TEXTO DEL EJERCICIO>
Estos eventos, así como otros similares ocurridos anteriormente, demuestran, más de 905.000 veces, que no es posible convivir con el crimen y, mucho menos, creer que se puede pactar la paz con él, o pretender institucionalizarlo. El crimen, únicamente, acepta alianzas para crear nuevas formas de delinquir. Lamentablemente, es lo que se evidencia, obligando a la población civil e inocente a tolerar lo intolerable. Al darle la espalda a las familias que habitan los barrios populares, hemos sido indiferentes al surgimiento de ese malandraje cada vez más perfeccionado, creyendo que jamás le daría alcance al resto de la población que evoca y proclama su condición de clase media, y a la que tampoco le es fácil largarse del país con la comodidad de los sectores más adinerados.

Y como si fuese por gusto, no hemos mirado ni escuchado a los desesperados de las áreas marginales que son prisioneros de ladrones y homicidas. Hoy, estos eventos nos llevan a recordar la frase del Caracazo: los cerros están bajando. Sin embargo, esto es algo peor: las bandas de criminales articuladas y pactadas con el régimen desean extender su radio de acción a todas las ciudades. Tenemos que recordar lo que pasó, por ejemplo, en el sur de Aragua y sus precursoras bandas que también azotan a otros países latinoamericanos al meterse de contrabando en la diáspora.

DATOS PROPORCIONADOS>
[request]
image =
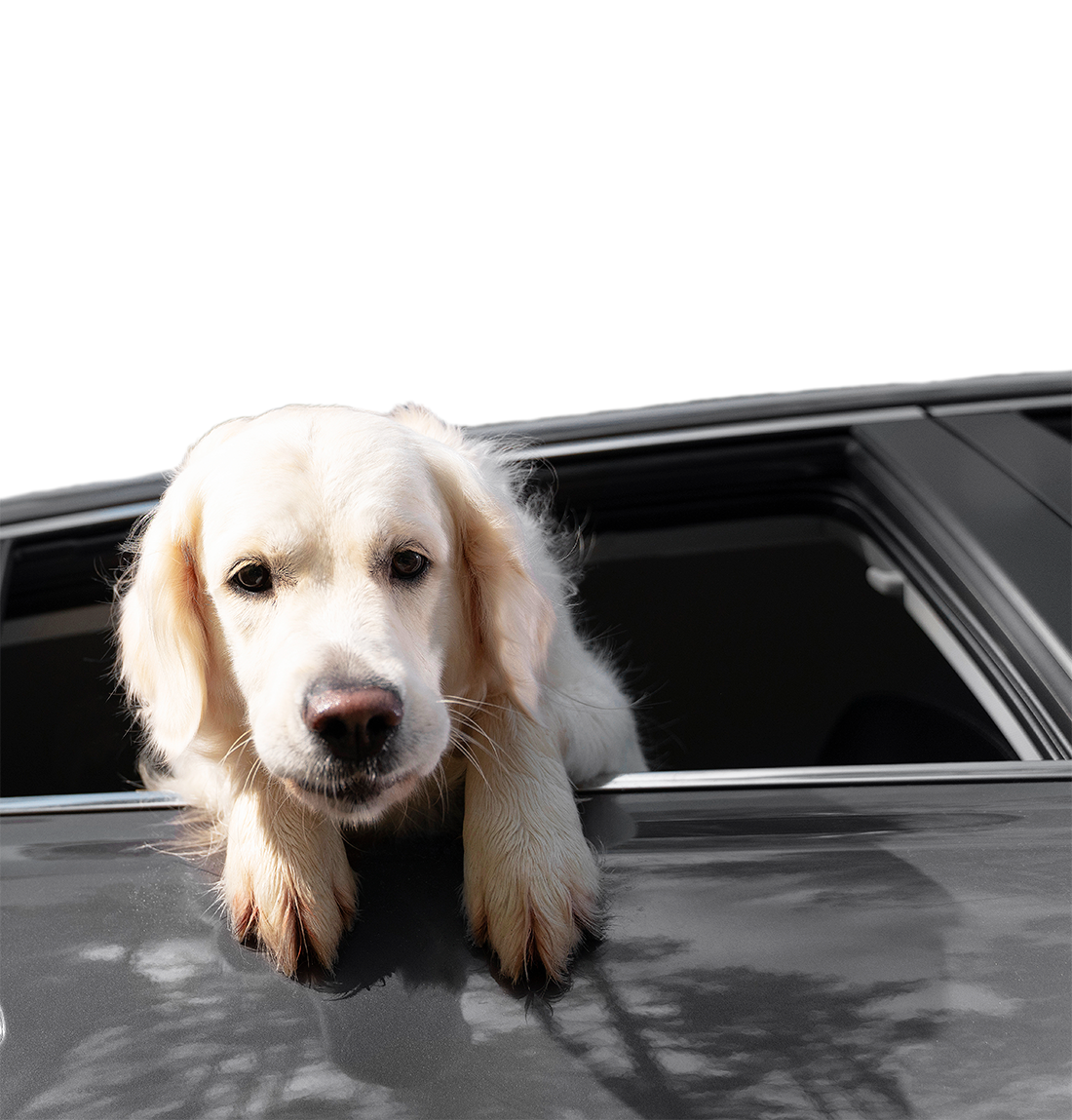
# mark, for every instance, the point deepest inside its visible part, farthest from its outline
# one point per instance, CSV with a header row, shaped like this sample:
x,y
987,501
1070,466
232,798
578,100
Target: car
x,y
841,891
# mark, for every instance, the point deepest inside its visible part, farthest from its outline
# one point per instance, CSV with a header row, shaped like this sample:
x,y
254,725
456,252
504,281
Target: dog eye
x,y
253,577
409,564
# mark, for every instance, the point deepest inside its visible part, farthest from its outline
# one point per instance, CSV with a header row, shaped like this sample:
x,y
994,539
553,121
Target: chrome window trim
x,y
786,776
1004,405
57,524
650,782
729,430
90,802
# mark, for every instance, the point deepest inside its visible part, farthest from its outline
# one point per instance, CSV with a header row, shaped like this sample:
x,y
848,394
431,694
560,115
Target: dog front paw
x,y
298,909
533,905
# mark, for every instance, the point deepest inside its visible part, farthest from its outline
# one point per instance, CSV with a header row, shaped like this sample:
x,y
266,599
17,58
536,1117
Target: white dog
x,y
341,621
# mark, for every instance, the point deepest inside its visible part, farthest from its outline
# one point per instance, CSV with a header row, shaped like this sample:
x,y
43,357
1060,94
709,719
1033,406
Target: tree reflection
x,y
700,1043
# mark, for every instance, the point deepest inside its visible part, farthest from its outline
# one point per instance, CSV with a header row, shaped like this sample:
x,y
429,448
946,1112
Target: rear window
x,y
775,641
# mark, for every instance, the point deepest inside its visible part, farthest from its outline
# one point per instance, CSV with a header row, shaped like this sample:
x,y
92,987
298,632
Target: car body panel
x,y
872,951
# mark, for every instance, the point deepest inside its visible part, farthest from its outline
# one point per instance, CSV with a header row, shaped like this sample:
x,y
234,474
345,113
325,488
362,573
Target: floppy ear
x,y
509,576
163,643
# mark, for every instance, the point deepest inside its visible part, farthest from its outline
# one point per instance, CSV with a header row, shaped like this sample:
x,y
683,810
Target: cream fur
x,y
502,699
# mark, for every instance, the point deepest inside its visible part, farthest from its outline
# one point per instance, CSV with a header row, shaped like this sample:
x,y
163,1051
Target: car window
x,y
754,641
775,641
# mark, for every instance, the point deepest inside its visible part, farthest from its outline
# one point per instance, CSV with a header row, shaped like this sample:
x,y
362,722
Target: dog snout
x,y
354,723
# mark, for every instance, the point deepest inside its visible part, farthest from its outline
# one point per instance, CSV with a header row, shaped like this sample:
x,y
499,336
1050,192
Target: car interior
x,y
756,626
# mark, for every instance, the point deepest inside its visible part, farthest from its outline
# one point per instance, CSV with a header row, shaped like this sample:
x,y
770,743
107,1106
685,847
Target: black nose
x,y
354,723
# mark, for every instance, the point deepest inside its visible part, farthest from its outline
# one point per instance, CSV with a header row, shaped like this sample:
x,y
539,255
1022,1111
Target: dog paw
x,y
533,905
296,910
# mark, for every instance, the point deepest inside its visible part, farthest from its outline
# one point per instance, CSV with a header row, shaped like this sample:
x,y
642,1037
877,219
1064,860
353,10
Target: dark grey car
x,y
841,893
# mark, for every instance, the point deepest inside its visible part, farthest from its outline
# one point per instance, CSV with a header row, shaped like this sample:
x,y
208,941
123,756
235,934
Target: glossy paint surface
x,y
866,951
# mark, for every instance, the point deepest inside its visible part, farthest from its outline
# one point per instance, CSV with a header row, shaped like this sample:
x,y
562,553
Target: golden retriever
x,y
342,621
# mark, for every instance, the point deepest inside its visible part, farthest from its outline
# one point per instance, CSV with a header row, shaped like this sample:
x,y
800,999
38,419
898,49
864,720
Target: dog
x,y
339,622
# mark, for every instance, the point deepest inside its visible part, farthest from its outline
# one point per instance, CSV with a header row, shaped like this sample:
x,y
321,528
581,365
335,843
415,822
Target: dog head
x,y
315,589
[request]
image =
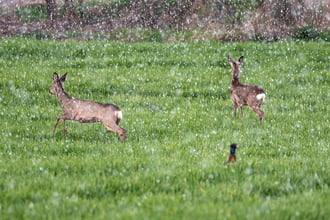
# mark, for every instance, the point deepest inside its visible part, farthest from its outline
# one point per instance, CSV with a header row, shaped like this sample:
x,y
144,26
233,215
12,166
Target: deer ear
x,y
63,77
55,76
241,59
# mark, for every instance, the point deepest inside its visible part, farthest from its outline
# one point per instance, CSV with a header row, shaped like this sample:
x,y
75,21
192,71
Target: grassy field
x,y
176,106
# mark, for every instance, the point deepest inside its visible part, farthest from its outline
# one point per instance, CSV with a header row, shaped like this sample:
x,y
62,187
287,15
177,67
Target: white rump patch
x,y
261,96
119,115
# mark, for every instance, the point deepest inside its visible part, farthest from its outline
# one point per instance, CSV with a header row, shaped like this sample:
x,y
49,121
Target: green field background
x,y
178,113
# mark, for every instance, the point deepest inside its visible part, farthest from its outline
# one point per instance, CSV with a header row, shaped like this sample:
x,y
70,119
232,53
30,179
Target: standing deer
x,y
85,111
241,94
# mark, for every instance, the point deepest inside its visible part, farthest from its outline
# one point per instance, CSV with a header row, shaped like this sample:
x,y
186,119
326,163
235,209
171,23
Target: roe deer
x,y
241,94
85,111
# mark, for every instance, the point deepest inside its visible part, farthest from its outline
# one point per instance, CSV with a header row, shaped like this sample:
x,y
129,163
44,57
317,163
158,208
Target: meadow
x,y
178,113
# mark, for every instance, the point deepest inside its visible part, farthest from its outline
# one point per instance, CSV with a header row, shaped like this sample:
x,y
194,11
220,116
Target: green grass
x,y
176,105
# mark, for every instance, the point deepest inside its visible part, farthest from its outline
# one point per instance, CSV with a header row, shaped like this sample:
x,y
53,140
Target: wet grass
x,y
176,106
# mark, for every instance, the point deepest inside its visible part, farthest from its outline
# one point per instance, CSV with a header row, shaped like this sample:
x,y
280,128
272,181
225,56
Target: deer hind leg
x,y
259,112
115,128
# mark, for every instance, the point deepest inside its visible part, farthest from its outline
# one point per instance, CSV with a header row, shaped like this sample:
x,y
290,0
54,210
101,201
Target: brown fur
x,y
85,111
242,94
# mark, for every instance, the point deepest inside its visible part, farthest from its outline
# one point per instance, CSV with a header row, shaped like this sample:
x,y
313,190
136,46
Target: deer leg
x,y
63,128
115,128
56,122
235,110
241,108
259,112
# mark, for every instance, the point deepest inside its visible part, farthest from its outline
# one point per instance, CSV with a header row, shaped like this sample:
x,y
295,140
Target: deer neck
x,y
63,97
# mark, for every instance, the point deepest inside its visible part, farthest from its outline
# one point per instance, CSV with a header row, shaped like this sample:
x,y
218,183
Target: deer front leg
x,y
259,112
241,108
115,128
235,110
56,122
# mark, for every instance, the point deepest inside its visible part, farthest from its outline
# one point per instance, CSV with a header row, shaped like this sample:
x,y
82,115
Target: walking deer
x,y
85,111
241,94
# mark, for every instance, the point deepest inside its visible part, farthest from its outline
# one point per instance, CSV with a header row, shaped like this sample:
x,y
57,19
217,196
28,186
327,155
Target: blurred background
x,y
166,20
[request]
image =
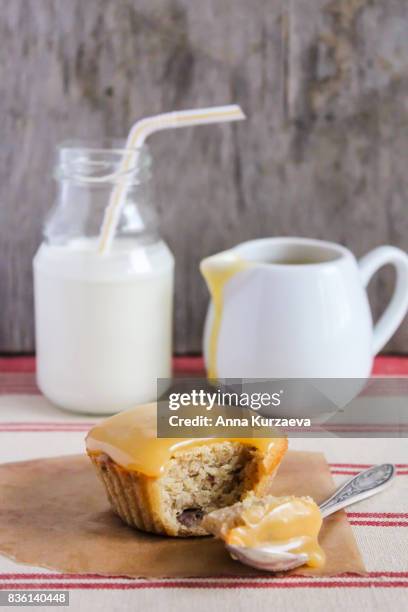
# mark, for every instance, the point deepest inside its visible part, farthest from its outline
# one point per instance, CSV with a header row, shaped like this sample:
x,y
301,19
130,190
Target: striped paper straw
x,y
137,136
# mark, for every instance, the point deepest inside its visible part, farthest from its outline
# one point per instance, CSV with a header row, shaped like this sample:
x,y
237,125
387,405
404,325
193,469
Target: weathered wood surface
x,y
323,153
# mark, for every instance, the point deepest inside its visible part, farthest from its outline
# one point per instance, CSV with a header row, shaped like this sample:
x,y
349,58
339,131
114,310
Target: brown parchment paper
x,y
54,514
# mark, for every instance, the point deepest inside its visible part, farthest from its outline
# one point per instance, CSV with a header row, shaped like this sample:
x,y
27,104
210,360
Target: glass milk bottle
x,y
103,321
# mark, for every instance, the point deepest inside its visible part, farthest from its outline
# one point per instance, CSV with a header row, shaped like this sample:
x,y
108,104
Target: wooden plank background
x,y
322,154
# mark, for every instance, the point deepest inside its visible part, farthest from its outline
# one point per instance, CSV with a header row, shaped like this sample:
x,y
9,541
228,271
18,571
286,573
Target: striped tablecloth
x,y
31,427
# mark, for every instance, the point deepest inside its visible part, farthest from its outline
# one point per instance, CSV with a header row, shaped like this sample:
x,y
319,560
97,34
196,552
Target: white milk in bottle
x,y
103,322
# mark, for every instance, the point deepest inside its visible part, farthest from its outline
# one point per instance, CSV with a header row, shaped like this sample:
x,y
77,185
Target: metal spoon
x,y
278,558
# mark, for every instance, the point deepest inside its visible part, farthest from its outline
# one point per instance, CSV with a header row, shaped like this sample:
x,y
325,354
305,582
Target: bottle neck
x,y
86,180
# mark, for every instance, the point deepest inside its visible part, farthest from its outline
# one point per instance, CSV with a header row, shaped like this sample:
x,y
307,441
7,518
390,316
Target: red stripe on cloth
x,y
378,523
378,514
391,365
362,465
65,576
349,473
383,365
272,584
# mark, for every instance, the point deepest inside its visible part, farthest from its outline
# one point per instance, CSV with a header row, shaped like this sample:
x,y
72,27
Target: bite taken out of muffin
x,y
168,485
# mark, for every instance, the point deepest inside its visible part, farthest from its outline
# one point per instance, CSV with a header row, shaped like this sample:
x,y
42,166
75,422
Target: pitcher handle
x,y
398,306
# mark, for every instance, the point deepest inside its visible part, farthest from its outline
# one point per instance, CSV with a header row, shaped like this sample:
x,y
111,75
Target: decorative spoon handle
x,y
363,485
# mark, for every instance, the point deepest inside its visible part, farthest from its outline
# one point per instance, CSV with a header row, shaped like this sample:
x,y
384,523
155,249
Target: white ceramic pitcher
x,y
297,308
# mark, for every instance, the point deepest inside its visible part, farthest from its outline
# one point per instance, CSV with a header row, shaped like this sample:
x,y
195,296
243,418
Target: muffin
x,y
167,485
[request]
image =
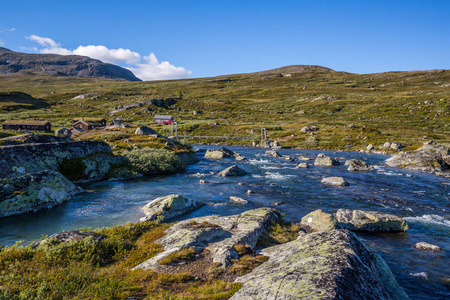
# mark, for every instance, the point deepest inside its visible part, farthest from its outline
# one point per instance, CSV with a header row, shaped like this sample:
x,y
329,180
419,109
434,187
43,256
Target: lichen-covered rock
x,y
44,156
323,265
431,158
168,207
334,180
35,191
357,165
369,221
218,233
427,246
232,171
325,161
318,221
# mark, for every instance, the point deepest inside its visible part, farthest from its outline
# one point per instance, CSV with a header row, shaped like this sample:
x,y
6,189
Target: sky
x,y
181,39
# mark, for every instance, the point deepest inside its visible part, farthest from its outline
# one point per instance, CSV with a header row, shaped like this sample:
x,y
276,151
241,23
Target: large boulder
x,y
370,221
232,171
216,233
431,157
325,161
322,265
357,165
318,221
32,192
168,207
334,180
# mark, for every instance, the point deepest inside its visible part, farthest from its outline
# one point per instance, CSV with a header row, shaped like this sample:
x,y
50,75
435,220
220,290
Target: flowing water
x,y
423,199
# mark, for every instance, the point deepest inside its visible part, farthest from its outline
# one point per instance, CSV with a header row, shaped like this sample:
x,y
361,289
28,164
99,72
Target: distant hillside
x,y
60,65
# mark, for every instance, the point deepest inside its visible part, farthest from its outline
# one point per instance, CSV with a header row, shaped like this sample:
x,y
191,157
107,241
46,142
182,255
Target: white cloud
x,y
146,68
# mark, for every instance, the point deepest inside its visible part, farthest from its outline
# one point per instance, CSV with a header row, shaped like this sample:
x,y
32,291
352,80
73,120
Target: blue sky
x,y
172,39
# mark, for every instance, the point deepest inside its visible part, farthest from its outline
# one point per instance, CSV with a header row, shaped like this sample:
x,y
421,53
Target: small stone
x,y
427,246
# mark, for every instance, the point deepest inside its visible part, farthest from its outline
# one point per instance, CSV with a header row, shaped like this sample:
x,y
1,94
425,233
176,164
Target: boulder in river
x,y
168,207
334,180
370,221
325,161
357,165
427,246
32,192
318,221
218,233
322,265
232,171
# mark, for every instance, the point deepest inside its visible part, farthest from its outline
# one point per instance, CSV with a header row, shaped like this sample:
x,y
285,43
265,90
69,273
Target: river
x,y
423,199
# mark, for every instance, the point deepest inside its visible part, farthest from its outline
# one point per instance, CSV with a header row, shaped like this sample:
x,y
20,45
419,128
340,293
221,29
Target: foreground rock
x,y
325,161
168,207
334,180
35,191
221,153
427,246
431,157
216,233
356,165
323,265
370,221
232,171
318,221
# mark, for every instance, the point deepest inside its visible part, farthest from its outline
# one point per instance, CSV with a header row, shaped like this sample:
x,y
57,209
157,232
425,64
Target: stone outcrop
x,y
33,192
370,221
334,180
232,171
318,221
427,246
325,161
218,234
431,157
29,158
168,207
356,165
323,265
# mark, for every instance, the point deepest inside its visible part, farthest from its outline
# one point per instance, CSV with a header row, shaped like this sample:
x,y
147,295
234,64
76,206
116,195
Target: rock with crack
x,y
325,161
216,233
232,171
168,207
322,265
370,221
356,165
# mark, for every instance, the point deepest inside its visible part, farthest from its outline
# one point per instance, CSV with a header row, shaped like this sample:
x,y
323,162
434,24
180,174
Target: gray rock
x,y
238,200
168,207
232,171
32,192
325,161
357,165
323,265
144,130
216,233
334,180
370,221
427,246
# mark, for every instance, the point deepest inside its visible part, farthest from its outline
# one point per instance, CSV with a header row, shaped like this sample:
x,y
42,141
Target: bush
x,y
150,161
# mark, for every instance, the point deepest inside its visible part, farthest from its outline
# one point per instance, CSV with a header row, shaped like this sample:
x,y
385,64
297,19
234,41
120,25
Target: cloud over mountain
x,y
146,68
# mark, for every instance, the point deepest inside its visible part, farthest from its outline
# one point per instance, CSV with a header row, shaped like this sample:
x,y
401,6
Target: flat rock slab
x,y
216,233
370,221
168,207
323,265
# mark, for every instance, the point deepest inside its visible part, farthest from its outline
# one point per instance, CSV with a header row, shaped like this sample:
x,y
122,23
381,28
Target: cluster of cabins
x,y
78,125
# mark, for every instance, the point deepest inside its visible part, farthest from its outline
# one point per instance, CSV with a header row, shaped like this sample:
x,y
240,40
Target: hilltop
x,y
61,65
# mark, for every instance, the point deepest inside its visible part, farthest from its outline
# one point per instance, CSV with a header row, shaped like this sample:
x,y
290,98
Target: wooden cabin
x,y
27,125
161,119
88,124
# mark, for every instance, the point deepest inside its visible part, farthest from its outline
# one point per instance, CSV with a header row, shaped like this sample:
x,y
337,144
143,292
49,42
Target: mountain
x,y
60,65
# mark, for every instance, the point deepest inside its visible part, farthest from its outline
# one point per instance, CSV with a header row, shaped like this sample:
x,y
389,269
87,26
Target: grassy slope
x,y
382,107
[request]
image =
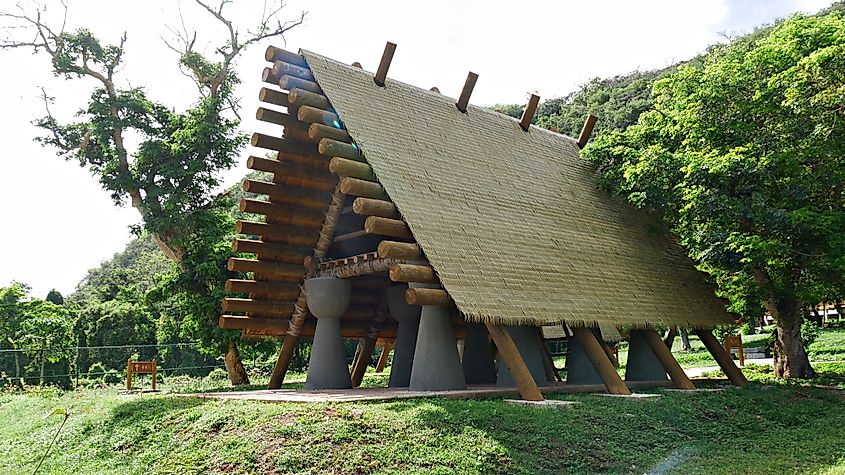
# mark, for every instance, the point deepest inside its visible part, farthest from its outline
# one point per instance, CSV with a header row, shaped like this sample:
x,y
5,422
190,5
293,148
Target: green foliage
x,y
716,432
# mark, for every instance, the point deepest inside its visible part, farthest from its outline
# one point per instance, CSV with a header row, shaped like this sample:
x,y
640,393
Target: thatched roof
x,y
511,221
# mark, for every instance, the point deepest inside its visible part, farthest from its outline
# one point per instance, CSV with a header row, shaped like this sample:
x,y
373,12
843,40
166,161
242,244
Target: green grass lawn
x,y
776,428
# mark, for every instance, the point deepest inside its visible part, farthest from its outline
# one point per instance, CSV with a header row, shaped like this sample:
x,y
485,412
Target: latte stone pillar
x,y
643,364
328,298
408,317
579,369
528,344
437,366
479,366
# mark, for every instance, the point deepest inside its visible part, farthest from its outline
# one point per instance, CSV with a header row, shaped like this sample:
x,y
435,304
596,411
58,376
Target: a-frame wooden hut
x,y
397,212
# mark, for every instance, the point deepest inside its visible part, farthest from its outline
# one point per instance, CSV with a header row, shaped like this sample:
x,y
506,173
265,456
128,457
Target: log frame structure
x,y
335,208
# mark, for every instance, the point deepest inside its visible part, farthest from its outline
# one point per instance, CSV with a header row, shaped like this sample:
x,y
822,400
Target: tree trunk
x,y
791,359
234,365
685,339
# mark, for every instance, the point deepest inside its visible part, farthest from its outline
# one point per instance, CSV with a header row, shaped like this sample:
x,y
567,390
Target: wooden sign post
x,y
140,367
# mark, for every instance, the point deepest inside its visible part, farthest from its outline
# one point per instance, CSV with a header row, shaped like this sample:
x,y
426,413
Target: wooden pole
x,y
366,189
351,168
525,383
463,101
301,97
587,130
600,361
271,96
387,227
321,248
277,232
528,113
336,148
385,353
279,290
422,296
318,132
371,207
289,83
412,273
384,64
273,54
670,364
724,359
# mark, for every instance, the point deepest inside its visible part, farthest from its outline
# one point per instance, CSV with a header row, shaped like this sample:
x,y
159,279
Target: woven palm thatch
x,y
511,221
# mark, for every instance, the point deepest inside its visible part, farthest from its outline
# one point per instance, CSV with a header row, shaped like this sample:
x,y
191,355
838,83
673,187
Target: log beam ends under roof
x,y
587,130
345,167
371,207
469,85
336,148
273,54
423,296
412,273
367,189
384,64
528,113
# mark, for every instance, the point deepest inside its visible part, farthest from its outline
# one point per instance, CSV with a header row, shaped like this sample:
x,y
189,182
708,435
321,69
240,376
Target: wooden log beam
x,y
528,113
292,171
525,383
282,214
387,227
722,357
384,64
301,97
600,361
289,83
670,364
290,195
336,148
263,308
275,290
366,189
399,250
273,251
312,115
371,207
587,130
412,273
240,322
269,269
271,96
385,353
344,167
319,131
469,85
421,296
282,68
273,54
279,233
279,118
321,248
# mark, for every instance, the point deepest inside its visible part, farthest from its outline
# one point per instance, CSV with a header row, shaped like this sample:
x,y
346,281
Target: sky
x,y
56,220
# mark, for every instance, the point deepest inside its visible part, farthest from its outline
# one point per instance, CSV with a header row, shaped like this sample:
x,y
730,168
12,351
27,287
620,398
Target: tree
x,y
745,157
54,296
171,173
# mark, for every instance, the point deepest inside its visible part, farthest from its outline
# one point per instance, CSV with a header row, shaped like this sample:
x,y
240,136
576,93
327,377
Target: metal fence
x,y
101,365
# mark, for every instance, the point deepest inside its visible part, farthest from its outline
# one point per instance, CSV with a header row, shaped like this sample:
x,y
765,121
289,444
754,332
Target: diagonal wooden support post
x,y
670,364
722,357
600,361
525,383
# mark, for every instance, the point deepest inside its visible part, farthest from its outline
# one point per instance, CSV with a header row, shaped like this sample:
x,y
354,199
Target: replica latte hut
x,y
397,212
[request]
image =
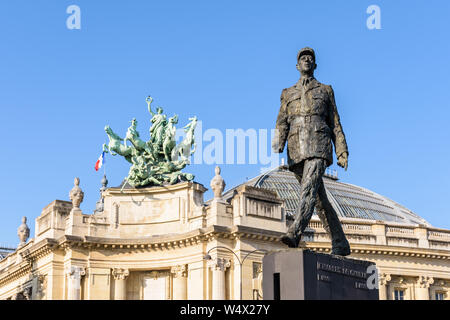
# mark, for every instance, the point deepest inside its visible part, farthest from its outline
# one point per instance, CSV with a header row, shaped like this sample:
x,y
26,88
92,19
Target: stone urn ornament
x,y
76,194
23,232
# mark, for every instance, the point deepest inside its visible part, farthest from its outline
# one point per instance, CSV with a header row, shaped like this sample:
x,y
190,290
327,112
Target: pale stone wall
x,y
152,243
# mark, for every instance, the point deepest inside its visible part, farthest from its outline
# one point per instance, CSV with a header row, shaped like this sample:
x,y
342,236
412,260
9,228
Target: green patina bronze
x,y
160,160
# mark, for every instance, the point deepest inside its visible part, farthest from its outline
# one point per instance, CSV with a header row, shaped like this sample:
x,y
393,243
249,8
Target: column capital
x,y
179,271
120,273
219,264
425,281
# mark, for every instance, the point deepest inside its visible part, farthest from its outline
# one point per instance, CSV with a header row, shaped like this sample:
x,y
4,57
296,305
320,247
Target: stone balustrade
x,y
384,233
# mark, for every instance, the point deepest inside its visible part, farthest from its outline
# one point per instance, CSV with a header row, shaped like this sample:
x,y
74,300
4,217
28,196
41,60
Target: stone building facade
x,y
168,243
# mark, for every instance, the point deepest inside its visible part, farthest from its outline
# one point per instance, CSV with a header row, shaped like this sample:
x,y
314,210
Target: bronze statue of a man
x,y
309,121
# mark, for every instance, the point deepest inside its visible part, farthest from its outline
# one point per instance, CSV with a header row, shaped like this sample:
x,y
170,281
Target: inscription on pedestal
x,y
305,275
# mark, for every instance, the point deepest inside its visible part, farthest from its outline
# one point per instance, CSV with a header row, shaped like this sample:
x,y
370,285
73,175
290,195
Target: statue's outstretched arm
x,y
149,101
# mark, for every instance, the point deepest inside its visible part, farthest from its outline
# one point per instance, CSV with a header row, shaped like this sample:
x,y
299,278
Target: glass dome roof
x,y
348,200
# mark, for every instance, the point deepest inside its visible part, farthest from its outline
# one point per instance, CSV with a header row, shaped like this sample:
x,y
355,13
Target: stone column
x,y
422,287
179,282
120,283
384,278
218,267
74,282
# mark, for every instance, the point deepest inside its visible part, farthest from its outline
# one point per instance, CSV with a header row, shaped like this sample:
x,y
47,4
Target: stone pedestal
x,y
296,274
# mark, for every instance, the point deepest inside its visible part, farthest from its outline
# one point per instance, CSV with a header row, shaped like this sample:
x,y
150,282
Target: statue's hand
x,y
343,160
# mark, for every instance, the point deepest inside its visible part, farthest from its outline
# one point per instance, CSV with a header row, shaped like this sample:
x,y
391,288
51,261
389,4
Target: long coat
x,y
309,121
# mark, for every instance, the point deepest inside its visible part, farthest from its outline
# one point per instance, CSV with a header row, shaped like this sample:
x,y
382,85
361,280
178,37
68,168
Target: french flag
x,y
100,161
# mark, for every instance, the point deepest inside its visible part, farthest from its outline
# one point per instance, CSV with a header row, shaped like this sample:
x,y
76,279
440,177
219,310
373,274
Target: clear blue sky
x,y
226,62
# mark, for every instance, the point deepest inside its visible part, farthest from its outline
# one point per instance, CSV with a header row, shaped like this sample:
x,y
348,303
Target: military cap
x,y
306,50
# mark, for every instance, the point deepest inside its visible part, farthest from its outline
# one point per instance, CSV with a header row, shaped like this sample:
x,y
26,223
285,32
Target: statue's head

OBJETIVO DE LA TAREA>
Transcriba el fragmento del texto sobre el crimen que va desde "Y como si fuese" hasta "en la diáspora.", ambos inclusive, cambiando "homicidas" por "asesinos".

RESPUESTA>
Y como si fuese por gusto, no hemos mirado ni escuchado a los desesperados de las áreas marginales que son prisioneros de ladrones y asesinos. Hoy, estos eventos nos llevan a recordar la frase del Caracazo: los cerros están bajando. Sin embargo, esto es algo peor: las bandas de criminales articuladas y pactadas con el régimen desean extender su radio de acción a todas las ciudades. Tenemos que recordar lo que pasó, por ejemplo, en el sur de Aragua y sus precursoras bandas que también azotan a otros países latinoamericanos al meterse de contrabando en la diáspora.